(物体点位标注)

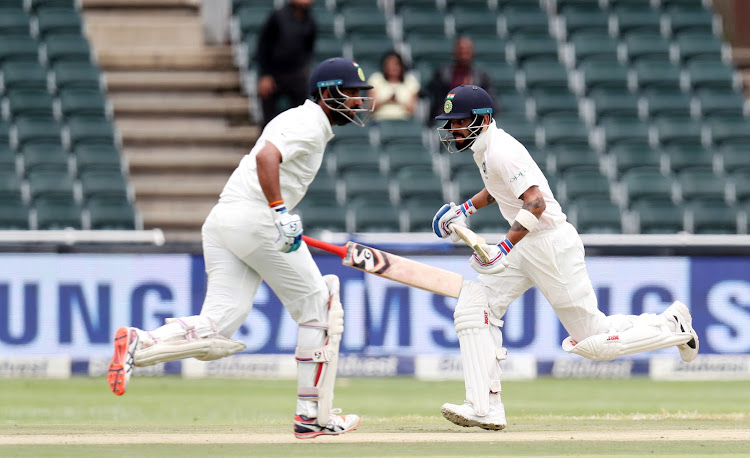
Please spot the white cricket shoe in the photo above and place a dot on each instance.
(308, 428)
(680, 313)
(464, 415)
(121, 366)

书面任务 —
将上面所有行逐字重新输入一遍，不作任何改动，答案中不要包含图片。

任务答案 —
Please spot the white cricket shoe in the photo above and place a dot on each instance.
(308, 428)
(680, 313)
(464, 415)
(121, 366)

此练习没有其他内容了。